* Provided data
= = = = =

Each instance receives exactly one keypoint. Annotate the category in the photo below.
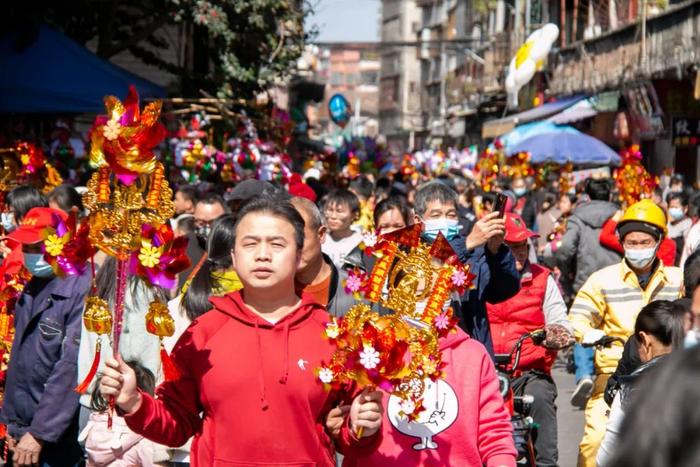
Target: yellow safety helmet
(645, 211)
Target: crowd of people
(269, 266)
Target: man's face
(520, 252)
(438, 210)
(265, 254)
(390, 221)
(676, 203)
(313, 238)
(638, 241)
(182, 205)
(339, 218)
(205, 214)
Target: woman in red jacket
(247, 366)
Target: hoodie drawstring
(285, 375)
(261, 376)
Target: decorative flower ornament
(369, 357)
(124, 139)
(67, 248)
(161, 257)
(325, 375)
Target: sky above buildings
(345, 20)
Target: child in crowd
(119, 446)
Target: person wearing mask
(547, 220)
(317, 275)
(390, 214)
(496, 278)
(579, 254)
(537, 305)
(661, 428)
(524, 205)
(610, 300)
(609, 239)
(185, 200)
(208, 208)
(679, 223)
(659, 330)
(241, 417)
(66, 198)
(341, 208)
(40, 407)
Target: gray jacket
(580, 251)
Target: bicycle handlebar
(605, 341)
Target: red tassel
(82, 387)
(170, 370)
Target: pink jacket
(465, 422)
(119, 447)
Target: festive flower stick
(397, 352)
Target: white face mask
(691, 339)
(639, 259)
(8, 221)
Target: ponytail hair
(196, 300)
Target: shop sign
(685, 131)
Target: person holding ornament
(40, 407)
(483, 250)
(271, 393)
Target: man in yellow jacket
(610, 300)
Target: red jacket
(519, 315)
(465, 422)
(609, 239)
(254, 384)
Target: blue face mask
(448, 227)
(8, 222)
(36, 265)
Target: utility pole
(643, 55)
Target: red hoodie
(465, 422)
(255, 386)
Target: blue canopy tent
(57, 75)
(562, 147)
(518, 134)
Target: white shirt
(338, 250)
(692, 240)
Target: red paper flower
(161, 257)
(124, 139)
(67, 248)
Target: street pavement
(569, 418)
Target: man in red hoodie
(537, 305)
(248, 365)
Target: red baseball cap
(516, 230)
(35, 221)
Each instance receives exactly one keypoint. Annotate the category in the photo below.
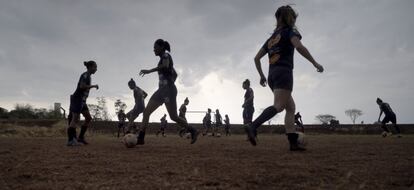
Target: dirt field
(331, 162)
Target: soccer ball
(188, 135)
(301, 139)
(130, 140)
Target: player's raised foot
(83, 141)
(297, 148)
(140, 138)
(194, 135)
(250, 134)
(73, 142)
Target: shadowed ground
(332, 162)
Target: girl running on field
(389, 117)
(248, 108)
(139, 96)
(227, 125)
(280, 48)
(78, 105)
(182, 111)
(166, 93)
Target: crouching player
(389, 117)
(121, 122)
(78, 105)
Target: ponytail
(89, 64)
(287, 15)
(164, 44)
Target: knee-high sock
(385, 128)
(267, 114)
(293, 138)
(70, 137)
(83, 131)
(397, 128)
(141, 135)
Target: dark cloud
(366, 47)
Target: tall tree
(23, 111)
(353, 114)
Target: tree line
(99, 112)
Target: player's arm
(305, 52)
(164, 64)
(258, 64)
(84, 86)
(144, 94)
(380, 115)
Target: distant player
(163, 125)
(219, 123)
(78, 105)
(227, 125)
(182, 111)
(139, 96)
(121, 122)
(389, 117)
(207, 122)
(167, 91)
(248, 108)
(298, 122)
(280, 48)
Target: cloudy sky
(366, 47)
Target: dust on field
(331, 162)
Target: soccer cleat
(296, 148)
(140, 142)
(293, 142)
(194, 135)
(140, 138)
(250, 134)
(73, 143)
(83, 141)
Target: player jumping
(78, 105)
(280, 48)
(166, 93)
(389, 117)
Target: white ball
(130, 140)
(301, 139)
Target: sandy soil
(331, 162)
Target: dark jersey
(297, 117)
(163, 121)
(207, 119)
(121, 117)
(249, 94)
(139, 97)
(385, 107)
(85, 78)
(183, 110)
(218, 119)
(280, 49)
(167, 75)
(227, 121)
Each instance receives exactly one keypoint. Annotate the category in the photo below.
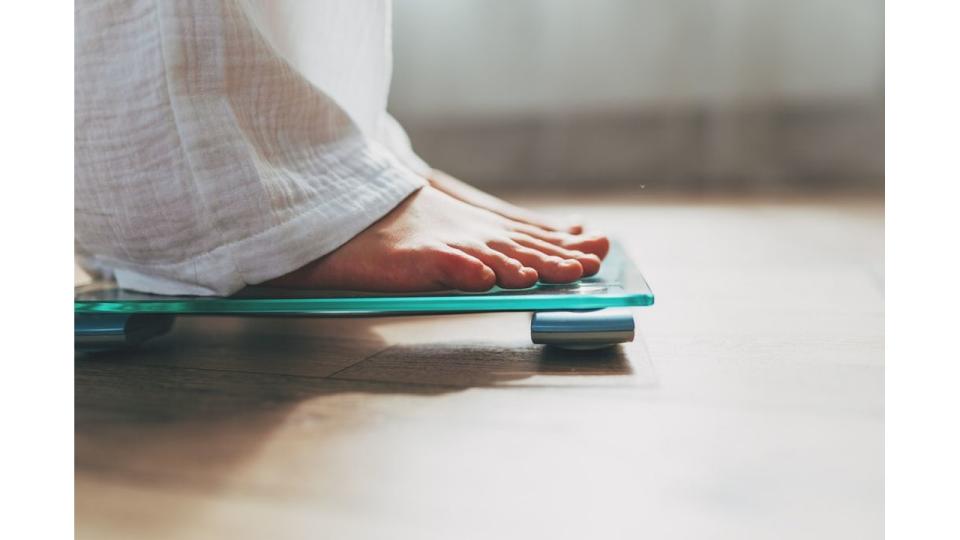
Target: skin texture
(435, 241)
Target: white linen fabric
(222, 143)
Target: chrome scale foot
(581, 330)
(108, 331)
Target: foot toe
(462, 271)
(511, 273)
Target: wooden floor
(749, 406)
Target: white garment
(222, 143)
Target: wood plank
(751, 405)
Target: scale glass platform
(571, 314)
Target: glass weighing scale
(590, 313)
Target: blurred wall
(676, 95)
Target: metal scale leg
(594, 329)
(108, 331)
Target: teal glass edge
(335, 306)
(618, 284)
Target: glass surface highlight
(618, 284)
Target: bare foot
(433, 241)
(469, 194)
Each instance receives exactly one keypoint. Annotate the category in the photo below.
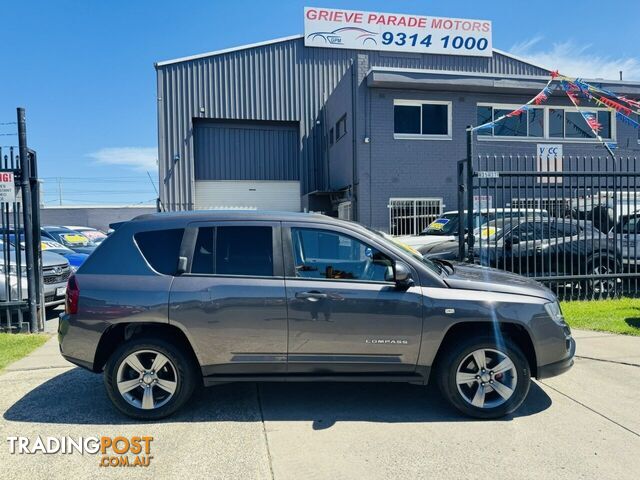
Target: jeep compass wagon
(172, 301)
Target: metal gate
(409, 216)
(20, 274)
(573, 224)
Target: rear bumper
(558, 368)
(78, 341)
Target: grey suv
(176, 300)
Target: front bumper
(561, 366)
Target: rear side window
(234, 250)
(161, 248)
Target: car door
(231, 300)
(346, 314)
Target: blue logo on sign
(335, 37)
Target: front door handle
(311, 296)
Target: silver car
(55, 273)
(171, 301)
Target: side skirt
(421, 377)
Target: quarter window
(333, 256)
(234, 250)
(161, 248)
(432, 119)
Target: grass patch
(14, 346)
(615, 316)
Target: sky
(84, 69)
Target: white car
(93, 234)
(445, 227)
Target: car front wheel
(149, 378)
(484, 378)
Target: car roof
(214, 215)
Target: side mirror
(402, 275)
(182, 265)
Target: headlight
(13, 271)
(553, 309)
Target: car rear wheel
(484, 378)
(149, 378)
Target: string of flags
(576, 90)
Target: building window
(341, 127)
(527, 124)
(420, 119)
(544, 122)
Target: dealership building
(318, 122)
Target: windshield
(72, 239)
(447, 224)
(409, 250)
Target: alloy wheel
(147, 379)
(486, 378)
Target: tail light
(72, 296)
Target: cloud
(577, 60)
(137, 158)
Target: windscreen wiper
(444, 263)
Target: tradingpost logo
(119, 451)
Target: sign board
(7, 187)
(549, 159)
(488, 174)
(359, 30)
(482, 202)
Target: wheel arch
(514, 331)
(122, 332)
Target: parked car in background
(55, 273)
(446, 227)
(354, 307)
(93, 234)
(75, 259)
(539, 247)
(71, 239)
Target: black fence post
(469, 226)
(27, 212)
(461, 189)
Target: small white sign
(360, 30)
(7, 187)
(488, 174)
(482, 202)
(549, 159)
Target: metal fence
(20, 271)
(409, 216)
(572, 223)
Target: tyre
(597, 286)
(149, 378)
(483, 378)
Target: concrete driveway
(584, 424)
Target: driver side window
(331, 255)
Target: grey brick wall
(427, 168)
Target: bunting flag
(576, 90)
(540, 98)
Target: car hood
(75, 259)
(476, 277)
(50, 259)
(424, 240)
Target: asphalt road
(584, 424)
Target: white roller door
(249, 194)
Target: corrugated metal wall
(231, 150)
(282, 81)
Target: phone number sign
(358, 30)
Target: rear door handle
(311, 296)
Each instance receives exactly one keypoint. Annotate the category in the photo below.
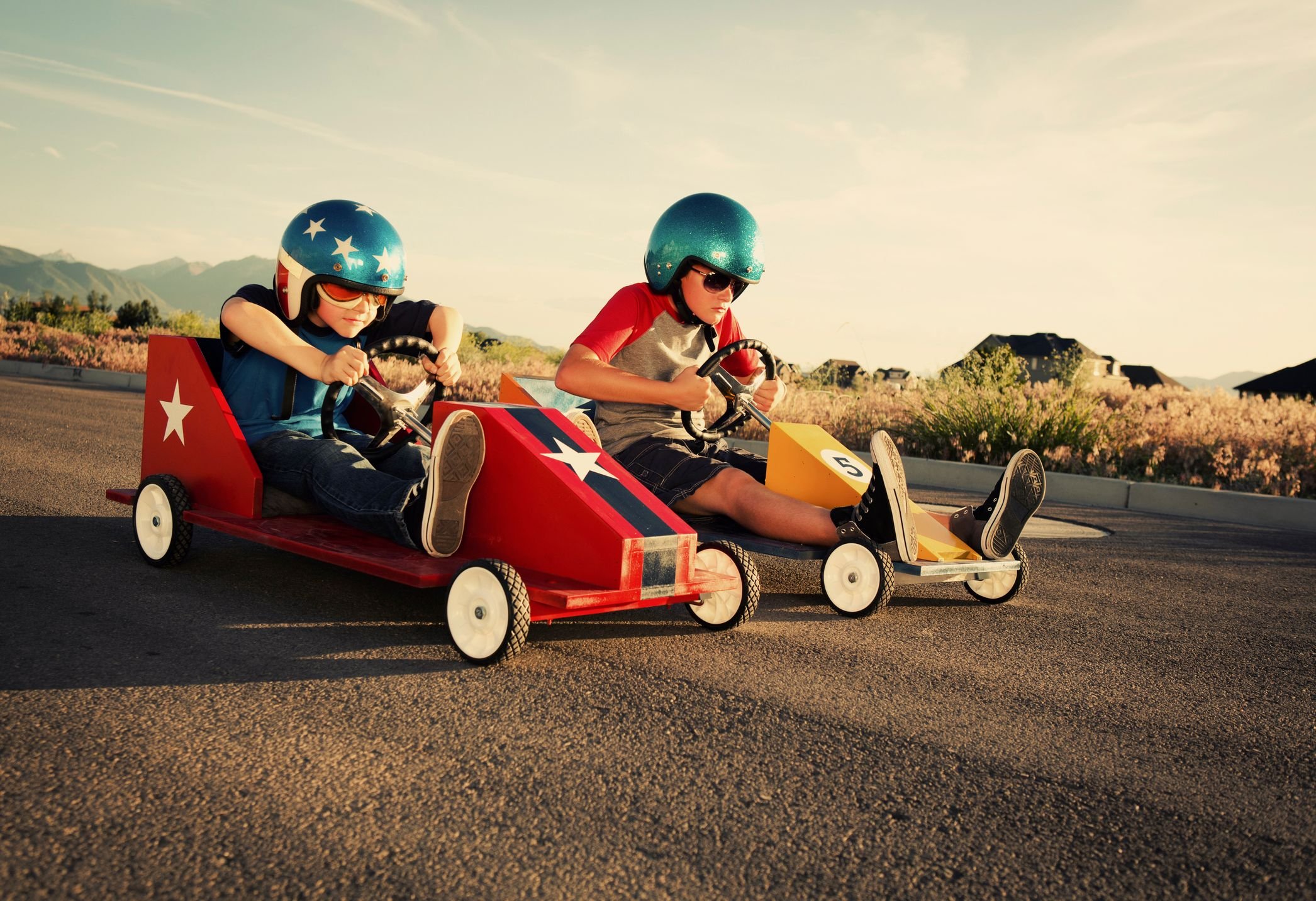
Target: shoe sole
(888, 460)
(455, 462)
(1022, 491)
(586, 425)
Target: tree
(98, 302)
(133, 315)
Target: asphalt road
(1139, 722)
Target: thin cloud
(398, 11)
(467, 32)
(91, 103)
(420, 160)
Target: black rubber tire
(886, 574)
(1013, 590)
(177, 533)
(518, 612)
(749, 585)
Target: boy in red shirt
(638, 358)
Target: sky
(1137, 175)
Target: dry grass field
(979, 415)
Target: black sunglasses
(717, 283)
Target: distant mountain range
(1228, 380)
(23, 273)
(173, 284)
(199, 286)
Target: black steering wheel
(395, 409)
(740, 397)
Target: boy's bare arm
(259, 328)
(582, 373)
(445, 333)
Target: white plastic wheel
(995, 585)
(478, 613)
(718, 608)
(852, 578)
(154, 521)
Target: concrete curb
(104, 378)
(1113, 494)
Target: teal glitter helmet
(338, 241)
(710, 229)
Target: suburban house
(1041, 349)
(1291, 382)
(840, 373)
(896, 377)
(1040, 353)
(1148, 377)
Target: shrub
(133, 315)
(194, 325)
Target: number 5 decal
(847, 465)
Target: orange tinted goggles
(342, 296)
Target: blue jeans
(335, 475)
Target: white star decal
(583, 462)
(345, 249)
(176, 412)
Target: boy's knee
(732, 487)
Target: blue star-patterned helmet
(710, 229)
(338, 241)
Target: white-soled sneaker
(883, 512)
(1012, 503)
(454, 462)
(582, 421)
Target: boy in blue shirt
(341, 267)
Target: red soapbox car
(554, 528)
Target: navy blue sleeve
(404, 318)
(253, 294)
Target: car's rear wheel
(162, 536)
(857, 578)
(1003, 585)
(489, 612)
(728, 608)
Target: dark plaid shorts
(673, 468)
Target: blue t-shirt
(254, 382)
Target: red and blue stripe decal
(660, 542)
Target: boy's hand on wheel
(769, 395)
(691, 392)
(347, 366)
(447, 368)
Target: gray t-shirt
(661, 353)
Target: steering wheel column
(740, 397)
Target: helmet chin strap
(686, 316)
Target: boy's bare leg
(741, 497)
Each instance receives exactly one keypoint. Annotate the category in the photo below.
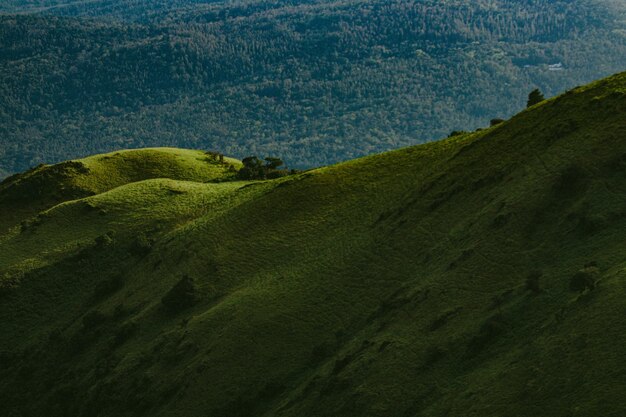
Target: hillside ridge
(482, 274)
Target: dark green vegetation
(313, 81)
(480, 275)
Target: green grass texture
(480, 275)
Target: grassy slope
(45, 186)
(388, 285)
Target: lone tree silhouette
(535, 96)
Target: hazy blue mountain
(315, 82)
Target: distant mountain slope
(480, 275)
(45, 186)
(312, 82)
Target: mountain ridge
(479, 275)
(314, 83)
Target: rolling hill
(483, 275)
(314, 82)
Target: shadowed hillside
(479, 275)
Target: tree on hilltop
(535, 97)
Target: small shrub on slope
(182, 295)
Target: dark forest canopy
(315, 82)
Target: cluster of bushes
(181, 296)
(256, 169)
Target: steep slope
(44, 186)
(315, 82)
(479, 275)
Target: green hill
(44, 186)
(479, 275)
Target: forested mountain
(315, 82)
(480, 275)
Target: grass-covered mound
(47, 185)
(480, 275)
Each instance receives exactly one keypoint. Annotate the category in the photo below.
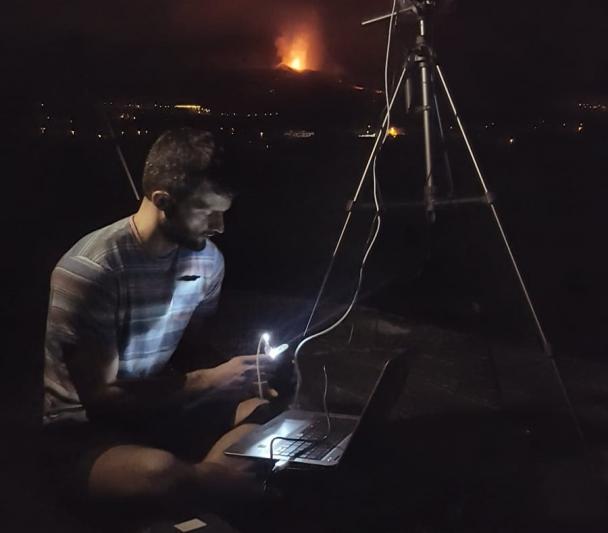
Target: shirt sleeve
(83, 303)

= = = = =

Output only the lines from the one that contains "Target: mountain ridge" to the end of the entries above, both end lines included, and drop the pictures.

Target: mountain ridge
(479, 275)
(314, 83)
Target: rolling hill
(483, 275)
(314, 82)
Target: shadowed hillside
(479, 275)
Target: tree on hilltop
(535, 97)
Target: small shrub on slope
(182, 295)
Target: dark forest canopy
(315, 82)
Target: cluster of bushes
(181, 296)
(256, 169)
Target: steep slope
(44, 186)
(315, 82)
(479, 275)
Target: green hill
(44, 186)
(479, 275)
Target: forested mountain
(315, 82)
(480, 275)
Target: grass-covered mound
(47, 185)
(480, 275)
Each instance receives exactly one keypoint. Annotate the category in the photo below.
Target: shirt sleeve
(83, 303)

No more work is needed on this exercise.